统计一下，下面的行中有几行含有字符串“blue”？只写出数字。
-*-*-
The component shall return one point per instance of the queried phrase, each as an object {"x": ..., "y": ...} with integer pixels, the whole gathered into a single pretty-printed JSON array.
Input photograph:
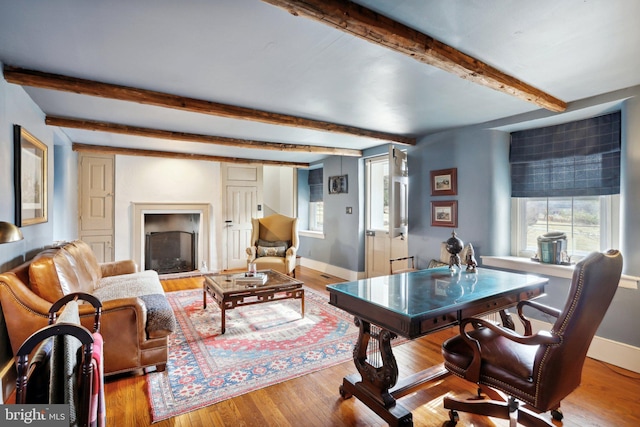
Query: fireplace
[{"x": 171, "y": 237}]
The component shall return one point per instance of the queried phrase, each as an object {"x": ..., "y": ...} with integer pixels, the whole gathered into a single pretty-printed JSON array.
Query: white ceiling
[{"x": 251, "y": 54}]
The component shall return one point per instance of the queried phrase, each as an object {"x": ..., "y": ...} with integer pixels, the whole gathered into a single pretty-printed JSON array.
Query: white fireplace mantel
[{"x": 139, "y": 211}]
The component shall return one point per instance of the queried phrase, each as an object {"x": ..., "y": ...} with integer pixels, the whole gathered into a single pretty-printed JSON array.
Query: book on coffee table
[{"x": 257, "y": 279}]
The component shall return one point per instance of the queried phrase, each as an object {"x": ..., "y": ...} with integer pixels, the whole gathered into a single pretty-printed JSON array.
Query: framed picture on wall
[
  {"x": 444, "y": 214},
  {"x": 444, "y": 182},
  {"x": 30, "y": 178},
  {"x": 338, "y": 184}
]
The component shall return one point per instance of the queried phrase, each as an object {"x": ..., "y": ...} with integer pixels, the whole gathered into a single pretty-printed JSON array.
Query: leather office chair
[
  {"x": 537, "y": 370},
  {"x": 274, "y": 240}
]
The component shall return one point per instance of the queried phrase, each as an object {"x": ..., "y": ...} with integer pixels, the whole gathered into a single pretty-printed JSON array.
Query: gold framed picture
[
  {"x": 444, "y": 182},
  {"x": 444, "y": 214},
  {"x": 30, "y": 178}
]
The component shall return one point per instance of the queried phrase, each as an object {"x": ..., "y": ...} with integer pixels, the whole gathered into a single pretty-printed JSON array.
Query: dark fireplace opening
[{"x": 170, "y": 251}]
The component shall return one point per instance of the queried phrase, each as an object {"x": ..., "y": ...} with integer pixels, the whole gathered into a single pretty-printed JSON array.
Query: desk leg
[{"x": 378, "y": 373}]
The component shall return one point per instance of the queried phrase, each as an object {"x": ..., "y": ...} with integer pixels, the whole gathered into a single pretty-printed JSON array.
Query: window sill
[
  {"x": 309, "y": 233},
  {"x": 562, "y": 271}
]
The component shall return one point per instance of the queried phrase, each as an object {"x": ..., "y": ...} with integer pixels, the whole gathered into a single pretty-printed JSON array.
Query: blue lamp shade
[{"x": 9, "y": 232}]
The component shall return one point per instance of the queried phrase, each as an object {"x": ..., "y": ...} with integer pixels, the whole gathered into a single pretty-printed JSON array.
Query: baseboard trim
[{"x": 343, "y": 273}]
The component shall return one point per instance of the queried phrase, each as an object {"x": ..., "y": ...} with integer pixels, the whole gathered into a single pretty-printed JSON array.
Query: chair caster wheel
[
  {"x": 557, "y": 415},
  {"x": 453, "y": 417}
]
-*-*-
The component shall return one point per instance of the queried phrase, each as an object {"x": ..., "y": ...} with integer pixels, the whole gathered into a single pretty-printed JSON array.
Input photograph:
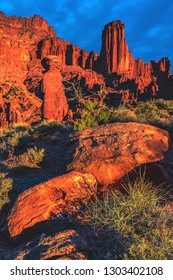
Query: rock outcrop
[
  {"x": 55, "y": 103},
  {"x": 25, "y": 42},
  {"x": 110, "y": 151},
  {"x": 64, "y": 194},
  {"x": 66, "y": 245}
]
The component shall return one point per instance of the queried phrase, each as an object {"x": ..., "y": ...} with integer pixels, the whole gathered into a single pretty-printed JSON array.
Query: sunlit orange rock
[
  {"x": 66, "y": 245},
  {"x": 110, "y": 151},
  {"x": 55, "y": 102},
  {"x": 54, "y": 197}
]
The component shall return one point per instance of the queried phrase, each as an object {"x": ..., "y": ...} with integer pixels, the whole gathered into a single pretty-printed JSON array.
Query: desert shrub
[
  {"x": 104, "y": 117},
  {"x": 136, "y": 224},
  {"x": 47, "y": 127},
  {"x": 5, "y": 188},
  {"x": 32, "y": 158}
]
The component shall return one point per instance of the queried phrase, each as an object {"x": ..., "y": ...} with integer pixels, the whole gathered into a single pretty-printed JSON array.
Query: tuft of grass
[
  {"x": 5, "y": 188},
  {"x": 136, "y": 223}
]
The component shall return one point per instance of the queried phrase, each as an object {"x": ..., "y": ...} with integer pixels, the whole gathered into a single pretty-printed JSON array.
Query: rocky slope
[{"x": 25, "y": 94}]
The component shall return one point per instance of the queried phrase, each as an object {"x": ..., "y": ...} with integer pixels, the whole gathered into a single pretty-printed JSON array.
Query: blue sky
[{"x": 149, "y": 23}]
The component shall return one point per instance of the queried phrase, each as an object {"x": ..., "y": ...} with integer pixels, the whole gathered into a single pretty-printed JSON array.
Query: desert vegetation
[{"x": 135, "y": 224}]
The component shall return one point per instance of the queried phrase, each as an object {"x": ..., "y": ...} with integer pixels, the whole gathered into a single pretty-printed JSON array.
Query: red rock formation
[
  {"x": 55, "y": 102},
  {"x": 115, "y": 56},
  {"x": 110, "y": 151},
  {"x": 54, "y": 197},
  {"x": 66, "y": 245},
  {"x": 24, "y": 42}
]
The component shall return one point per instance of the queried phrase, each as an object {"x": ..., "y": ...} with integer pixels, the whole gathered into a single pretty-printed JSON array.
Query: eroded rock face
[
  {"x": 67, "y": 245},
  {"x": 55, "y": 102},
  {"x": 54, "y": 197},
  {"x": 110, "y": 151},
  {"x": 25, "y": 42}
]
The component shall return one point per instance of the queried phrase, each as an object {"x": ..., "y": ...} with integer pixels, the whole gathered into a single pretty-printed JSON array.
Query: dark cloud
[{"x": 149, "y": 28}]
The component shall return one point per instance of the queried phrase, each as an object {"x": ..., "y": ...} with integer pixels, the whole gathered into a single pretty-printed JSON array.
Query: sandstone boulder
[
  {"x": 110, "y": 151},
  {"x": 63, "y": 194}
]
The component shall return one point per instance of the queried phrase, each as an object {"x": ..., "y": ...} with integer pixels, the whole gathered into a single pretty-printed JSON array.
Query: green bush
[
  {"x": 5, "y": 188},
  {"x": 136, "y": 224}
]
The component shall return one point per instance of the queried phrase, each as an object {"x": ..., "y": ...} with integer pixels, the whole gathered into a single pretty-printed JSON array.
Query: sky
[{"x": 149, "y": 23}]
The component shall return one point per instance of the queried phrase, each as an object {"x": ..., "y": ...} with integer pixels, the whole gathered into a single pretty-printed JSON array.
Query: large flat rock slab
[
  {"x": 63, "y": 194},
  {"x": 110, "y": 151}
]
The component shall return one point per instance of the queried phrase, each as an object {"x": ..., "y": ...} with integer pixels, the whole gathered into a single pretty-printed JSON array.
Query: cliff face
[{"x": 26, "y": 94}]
-*-*-
_完整解答_
2